- Work required:
Rewrite the lines below, beginning at the line that has "like x=147, y=331." and stopping after the line that has "x=146, y=90". Keep the requests and their sample coordinates unchanged, but multiply each answer coordinate by 1.7 and round to a whole number, with halves rounded up.

------------------------------------------------------------

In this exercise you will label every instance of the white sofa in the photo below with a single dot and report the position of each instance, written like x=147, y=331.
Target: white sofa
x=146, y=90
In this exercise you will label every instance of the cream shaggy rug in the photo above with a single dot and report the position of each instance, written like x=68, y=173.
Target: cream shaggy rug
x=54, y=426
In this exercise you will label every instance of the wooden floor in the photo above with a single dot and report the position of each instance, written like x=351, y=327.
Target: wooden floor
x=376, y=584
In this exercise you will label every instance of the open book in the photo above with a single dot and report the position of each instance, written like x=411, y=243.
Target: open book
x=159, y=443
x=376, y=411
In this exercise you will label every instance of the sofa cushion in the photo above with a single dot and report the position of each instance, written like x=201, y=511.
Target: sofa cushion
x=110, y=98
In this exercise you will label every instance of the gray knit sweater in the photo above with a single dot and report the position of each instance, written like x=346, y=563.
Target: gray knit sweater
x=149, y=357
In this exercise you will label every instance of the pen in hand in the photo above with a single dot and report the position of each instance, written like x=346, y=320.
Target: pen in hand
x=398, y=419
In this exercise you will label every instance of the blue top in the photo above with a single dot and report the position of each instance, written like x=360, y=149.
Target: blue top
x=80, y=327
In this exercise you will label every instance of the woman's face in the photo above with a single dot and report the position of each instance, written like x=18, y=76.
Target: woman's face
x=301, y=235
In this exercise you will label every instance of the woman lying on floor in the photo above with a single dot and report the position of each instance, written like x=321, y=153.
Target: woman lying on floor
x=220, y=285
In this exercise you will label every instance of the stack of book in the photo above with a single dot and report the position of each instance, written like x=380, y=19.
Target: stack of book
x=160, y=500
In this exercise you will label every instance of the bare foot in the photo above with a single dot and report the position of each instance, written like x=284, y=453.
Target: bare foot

------------------------------------------------------------

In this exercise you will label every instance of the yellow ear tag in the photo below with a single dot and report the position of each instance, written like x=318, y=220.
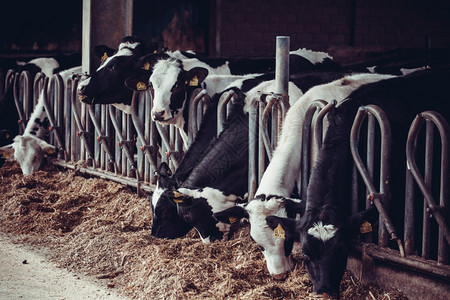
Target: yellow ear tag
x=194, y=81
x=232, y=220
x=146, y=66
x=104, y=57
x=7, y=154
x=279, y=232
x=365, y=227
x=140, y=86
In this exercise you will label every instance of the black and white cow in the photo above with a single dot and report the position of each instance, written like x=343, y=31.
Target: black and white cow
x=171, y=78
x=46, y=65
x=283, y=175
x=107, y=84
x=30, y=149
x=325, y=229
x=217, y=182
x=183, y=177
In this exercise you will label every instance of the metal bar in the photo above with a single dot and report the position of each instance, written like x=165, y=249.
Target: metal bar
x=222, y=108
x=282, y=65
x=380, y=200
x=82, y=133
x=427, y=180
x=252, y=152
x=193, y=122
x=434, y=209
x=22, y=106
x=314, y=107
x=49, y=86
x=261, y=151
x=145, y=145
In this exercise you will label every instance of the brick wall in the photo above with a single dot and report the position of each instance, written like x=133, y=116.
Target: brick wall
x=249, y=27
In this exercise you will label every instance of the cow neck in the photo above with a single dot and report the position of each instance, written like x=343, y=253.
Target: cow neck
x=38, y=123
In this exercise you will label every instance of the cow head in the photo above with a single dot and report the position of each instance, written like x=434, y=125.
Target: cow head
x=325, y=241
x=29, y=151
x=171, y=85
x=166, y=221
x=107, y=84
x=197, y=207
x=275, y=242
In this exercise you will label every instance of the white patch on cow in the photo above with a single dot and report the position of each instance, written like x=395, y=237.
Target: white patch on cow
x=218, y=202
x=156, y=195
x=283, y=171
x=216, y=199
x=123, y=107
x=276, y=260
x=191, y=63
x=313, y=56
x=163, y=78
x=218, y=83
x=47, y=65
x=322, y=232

------------------------------------------------------------

- Response to this exercise:
In this exercise you will label every instance of the white sofa in the photo below with a single dot and report the position of each instance, written like x=147, y=331.
Target: white sofa
x=248, y=153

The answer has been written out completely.